AIM OF THE TASK
Put the rows below into a Markdown table with two columns, Number and Line, that gives each line its number and leaves out blank lines.

RECORDS SUPPLIED
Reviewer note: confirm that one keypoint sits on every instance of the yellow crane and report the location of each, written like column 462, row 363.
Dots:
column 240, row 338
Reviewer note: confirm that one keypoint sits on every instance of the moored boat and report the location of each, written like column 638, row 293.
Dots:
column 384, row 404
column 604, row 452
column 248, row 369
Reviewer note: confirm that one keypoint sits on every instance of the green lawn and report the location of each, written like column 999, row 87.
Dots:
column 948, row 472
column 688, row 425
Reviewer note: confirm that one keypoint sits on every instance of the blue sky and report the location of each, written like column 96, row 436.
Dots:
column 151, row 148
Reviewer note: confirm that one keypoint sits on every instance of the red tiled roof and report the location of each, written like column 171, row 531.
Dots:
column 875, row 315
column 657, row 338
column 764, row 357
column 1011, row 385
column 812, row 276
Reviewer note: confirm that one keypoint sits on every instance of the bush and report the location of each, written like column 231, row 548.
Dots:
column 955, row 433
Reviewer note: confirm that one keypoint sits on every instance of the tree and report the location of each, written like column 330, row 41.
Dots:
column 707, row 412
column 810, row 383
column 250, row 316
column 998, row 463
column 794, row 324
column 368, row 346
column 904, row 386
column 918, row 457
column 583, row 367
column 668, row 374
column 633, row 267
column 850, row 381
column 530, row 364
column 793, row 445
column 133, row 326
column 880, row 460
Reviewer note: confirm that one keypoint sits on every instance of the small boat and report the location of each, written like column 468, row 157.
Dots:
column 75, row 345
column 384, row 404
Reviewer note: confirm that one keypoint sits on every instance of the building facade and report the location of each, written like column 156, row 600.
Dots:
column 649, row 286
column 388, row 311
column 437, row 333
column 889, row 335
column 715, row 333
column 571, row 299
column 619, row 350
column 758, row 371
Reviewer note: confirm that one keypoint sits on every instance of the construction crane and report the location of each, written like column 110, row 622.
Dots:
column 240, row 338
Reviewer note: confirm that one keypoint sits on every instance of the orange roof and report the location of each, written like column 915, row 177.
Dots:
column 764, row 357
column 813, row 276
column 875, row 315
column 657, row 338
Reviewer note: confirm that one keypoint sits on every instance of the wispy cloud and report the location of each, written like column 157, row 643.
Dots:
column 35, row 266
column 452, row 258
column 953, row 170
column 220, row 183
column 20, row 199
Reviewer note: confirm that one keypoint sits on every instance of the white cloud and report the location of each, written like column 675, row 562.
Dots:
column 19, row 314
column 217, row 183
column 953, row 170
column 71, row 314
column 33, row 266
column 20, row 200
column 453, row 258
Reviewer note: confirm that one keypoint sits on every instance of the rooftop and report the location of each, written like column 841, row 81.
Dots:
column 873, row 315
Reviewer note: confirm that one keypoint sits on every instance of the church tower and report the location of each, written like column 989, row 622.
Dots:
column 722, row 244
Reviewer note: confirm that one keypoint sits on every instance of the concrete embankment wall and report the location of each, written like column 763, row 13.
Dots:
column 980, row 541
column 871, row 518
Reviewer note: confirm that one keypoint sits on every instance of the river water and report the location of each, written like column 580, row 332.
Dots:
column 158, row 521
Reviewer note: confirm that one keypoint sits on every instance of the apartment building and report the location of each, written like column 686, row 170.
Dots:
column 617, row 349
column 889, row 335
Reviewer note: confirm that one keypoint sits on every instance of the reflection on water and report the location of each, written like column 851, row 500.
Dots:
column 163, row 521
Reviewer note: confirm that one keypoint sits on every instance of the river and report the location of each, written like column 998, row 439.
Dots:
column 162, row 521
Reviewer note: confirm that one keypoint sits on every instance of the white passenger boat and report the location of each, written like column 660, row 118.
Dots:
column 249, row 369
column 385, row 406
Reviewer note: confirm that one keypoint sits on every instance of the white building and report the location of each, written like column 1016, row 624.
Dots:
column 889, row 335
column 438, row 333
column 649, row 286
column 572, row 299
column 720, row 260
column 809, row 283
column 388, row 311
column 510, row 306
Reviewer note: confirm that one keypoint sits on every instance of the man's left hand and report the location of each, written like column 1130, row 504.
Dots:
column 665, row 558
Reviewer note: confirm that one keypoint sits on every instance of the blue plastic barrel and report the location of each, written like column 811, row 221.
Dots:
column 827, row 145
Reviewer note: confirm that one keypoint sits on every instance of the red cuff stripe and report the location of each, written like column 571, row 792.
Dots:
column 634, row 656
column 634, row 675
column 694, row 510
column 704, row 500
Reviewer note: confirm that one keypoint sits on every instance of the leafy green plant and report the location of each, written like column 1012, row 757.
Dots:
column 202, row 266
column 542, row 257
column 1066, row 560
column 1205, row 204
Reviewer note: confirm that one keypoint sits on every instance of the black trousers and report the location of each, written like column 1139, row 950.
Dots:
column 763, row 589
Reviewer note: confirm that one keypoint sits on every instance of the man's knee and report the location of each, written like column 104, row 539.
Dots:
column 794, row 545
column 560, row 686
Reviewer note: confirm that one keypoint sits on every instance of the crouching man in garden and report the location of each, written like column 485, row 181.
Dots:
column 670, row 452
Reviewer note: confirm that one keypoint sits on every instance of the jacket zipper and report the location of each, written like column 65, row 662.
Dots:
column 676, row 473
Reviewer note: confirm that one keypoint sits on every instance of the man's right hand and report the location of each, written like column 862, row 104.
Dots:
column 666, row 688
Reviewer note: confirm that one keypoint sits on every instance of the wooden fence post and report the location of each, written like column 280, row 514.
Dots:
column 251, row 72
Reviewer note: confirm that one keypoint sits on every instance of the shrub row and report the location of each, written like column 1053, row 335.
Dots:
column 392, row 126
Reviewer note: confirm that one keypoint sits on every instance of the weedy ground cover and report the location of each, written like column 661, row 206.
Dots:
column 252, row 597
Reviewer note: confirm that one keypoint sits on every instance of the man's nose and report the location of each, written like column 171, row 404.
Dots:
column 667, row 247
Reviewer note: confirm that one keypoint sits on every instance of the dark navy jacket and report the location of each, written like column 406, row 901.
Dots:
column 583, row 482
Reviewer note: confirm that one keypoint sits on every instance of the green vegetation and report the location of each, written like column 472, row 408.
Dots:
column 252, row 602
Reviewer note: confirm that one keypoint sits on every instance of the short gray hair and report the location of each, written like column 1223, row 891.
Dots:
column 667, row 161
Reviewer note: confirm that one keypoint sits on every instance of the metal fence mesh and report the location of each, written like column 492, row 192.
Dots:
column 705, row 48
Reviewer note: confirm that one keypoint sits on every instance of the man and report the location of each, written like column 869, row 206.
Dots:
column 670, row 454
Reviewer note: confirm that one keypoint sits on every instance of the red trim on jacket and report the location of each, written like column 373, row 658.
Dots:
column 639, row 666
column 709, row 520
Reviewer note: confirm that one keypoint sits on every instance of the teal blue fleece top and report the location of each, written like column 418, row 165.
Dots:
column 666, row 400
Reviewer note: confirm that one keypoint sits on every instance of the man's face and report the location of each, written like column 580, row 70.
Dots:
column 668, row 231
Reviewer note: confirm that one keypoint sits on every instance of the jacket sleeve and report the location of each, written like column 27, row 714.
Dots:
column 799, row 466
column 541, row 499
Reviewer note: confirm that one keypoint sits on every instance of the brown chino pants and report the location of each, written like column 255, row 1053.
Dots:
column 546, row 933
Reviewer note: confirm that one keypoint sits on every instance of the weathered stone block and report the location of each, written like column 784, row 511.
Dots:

RESPONSE
| Number | Line |
|---|---|
| 1 | Reviewer note: confirm that one keypoint sits on every instance of the yellow crane and report the location of each, written like column 462, row 363. |
| 2 | Dots: |
| 3 | column 240, row 338 |
| 4 | Reviewer note: confirm that one keypoint sits on every instance of the moored boat and report the location of each, written like column 638, row 293. |
| 5 | Dots: |
| 6 | column 384, row 404 |
| 7 | column 604, row 452 |
| 8 | column 248, row 369 |
| 9 | Reviewer note: confirm that one keypoint sits on every instance of the green lawn and report the location of each, written like column 999, row 87. |
| 10 | Dots: |
| 11 | column 948, row 472 |
| 12 | column 688, row 425 |
| 13 | Reviewer note: confirm that one keypoint sits on every instance of the blue sky and report the location of each, written like column 96, row 436. |
| 14 | Dots: |
| 15 | column 151, row 148 |
| 16 | Reviewer note: confirm that one keypoint sits on every instance of the red tiled roof and report the location of each, written like column 171, row 531. |
| 17 | Dots: |
| 18 | column 875, row 315 |
| 19 | column 657, row 338 |
| 20 | column 764, row 357 |
| 21 | column 1011, row 385 |
| 22 | column 812, row 276 |
| 23 | Reviewer note: confirm that one keypoint sits on every instance of the bush and report the location of each, written like column 231, row 548. |
| 24 | Dots: |
| 25 | column 955, row 433 |
| 26 | Reviewer note: confirm that one keypoint sits on every instance of the tree and report the location of each, written like column 330, row 41. |
| 27 | Dots: |
| 28 | column 707, row 412 |
| 29 | column 810, row 383 |
| 30 | column 250, row 316 |
| 31 | column 998, row 463 |
| 32 | column 794, row 324 |
| 33 | column 368, row 346 |
| 34 | column 904, row 386 |
| 35 | column 918, row 457 |
| 36 | column 583, row 367 |
| 37 | column 668, row 374 |
| 38 | column 633, row 267 |
| 39 | column 850, row 381 |
| 40 | column 530, row 364 |
| 41 | column 793, row 445 |
| 42 | column 133, row 326 |
| 43 | column 880, row 460 |
| 44 | Reviewer note: confirm that one keypoint sits on every instance of the small boat and report the location of each, written like column 468, row 157. |
| 45 | Dots: |
| 46 | column 75, row 345 |
| 47 | column 384, row 404 |
| 48 | Reviewer note: confirm that one keypoint sits on every instance of the building facade and report the location of each, written like column 156, row 600. |
| 49 | Dots: |
| 50 | column 649, row 286 |
| 51 | column 388, row 311 |
| 52 | column 437, row 333 |
| 53 | column 889, row 335 |
| 54 | column 715, row 333 |
| 55 | column 571, row 299 |
| 56 | column 619, row 350 |
| 57 | column 758, row 371 |
| 58 | Reviewer note: confirm that one keypoint sits on every instance of the construction crane and report the location of each, written like column 110, row 622. |
| 59 | Dots: |
| 60 | column 240, row 338 |
| 61 | Reviewer note: confirm that one keypoint sits on every instance of the orange roof and report the location of each, written like column 915, row 177. |
| 62 | Dots: |
| 63 | column 764, row 357 |
| 64 | column 813, row 276 |
| 65 | column 875, row 315 |
| 66 | column 657, row 338 |
| 67 | Reviewer note: confirm that one keypoint sits on every instance of the wispy cloud and report the location of each, written like column 157, row 643. |
| 68 | Dots: |
| 69 | column 35, row 266 |
| 70 | column 452, row 258 |
| 71 | column 953, row 170 |
| 72 | column 220, row 183 |
| 73 | column 20, row 199 |
| 74 | Reviewer note: confirm that one keypoint sits on every instance of the white cloud and report the location of each, written like column 675, row 562. |
| 75 | Dots: |
| 76 | column 19, row 314 |
| 77 | column 217, row 183 |
| 78 | column 953, row 170 |
| 79 | column 71, row 314 |
| 80 | column 33, row 266 |
| 81 | column 20, row 200 |
| 82 | column 453, row 258 |
| 83 | Reviewer note: confirm that one keypoint sits on every instance of the rooftop and report the location of each, written like column 841, row 81. |
| 84 | Dots: |
| 85 | column 873, row 315 |
| 86 | Reviewer note: confirm that one keypoint sits on every instance of the church tower and report the location of each, written like column 989, row 622. |
| 87 | Dots: |
| 88 | column 722, row 244 |
| 89 | Reviewer note: confirm that one keypoint sits on every instance of the concrete embankment wall and report the location of each, written like column 763, row 13. |
| 90 | Dots: |
| 91 | column 980, row 541 |
| 92 | column 871, row 518 |
| 93 | Reviewer note: confirm that one keypoint sits on every instance of the river water and report the location of each, written like column 580, row 332. |
| 94 | Dots: |
| 95 | column 158, row 521 |
| 96 | Reviewer note: confirm that one keypoint sits on every instance of the apartment building and report the location of each, written like column 686, row 170. |
| 97 | Dots: |
| 98 | column 617, row 349 |
| 99 | column 889, row 335 |
| 100 | Reviewer note: confirm that one keypoint sits on every instance of the reflection on water and report the location of each, written like column 851, row 500. |
| 101 | Dots: |
| 102 | column 163, row 521 |
| 103 | Reviewer note: confirm that one keypoint sits on every instance of the river and report the location of each, written like column 998, row 439. |
| 104 | Dots: |
| 105 | column 162, row 521 |
| 106 | Reviewer note: confirm that one keypoint sits on every instance of the white passenger boat and report the location of each, written like column 660, row 118. |
| 107 | Dots: |
| 108 | column 249, row 369 |
| 109 | column 385, row 406 |
| 110 | Reviewer note: confirm that one keypoint sits on every instance of the white building and report the location of each, written like column 1016, row 624. |
| 111 | Dots: |
| 112 | column 889, row 335 |
| 113 | column 438, row 333 |
| 114 | column 649, row 286 |
| 115 | column 572, row 299 |
| 116 | column 720, row 260 |
| 117 | column 809, row 283 |
| 118 | column 388, row 311 |
| 119 | column 510, row 306 |
| 120 | Reviewer note: confirm that one keypoint sits on every instance of the man's left hand and report the location of each, written like column 1130, row 504. |
| 121 | Dots: |
| 122 | column 665, row 558 |
| 123 | Reviewer note: confirm that one keypoint sits on every instance of the blue plastic barrel and report the location of each, written like column 811, row 221. |
| 124 | Dots: |
| 125 | column 827, row 145 |
| 126 | Reviewer note: confirm that one keypoint sits on every instance of the red cuff stripe and report the location of each, written like column 571, row 792. |
| 127 | Dots: |
| 128 | column 634, row 656 |
| 129 | column 634, row 675 |
| 130 | column 694, row 510 |
| 131 | column 704, row 500 |
| 132 | Reviewer note: confirm that one keypoint sits on every instance of the leafy green plant and report the location of each, written like column 1012, row 757. |
| 133 | Dots: |
| 134 | column 202, row 266 |
| 135 | column 542, row 257 |
| 136 | column 1066, row 560 |
| 137 | column 1205, row 204 |
| 138 | Reviewer note: confirm that one keypoint sits on every instance of the black trousers and report the location of each, written like column 1139, row 950. |
| 139 | Dots: |
| 140 | column 763, row 589 |
| 141 | Reviewer note: confirm that one keypoint sits on every instance of the man's knee and report the location of each, written like column 104, row 539. |
| 142 | Dots: |
| 143 | column 794, row 545 |
| 144 | column 560, row 686 |
| 145 | Reviewer note: confirm that one keypoint sits on every instance of the crouching man in garden and report the location of each, written like column 485, row 181. |
| 146 | Dots: |
| 147 | column 670, row 452 |
| 148 | Reviewer note: confirm that one keypoint sits on every instance of the jacket zipper and report the location of each, written like column 65, row 662. |
| 149 | Dots: |
| 150 | column 676, row 473 |
| 151 | Reviewer note: confirm that one keypoint sits on every instance of the man's right hand and report the location of each, written like column 862, row 104. |
| 152 | Dots: |
| 153 | column 666, row 688 |
| 154 | Reviewer note: confirm that one keypoint sits on every instance of the wooden fence post and report the location of each, written like column 280, row 514. |
| 155 | Dots: |
| 156 | column 251, row 72 |
| 157 | Reviewer note: confirm that one keypoint sits on every instance of the shrub row and report the location of each, written like column 1053, row 335. |
| 158 | Dots: |
| 159 | column 392, row 126 |
| 160 | Reviewer note: confirm that one keypoint sits on every instance of the weedy ground cover and report the location of each, written like column 661, row 206. |
| 161 | Dots: |
| 162 | column 252, row 597 |
| 163 | Reviewer note: confirm that one keypoint sits on every instance of the man's nose and report the location of each, written like column 171, row 404. |
| 164 | Dots: |
| 165 | column 667, row 247 |
| 166 | Reviewer note: confirm that one keypoint sits on every instance of the dark navy jacket and report the location of each, written like column 406, row 901. |
| 167 | Dots: |
| 168 | column 583, row 482 |
| 169 | Reviewer note: confirm that one keypoint sits on every instance of the green vegetation and report the location of each, written like column 472, row 408. |
| 170 | Dots: |
| 171 | column 252, row 602 |
| 172 | Reviewer note: confirm that one keypoint sits on every instance of the short gray hair and report the location of each, written like column 1223, row 891. |
| 173 | Dots: |
| 174 | column 667, row 161 |
| 175 | Reviewer note: confirm that one keypoint sits on every instance of the metal fence mesh and report the location of each, written like column 492, row 192. |
| 176 | Dots: |
| 177 | column 705, row 48 |
| 178 | Reviewer note: confirm that one keypoint sits on every instance of the man and report the location of each, written like column 869, row 206. |
| 179 | Dots: |
| 180 | column 670, row 454 |
| 181 | Reviewer note: confirm that one keypoint sits on every instance of the red trim on jacket and report the location of each, written like column 373, row 658. |
| 182 | Dots: |
| 183 | column 639, row 666 |
| 184 | column 709, row 520 |
| 185 | Reviewer note: confirm that one keypoint sits on every instance of the teal blue fleece top and report the location of each, written like column 418, row 165. |
| 186 | Dots: |
| 187 | column 666, row 400 |
| 188 | Reviewer note: confirm that one keypoint sits on every instance of the man's face and report the location of each, written like column 580, row 70. |
| 189 | Dots: |
| 190 | column 668, row 231 |
| 191 | Reviewer note: confirm that one keypoint sits on every instance of the jacket sleeve and report the location of each, written like column 27, row 714. |
| 192 | Dots: |
| 193 | column 799, row 466 |
| 194 | column 541, row 499 |
| 195 | Reviewer note: confirm that one keypoint sits on every instance of the brown chino pants and report the location of each, written like column 255, row 1053. |
| 196 | Dots: |
| 197 | column 546, row 933 |
| 198 | Reviewer note: confirm that one keypoint sits on every instance of the weathered stone block and report the location of each, written like column 784, row 511. |
| 199 | Dots: |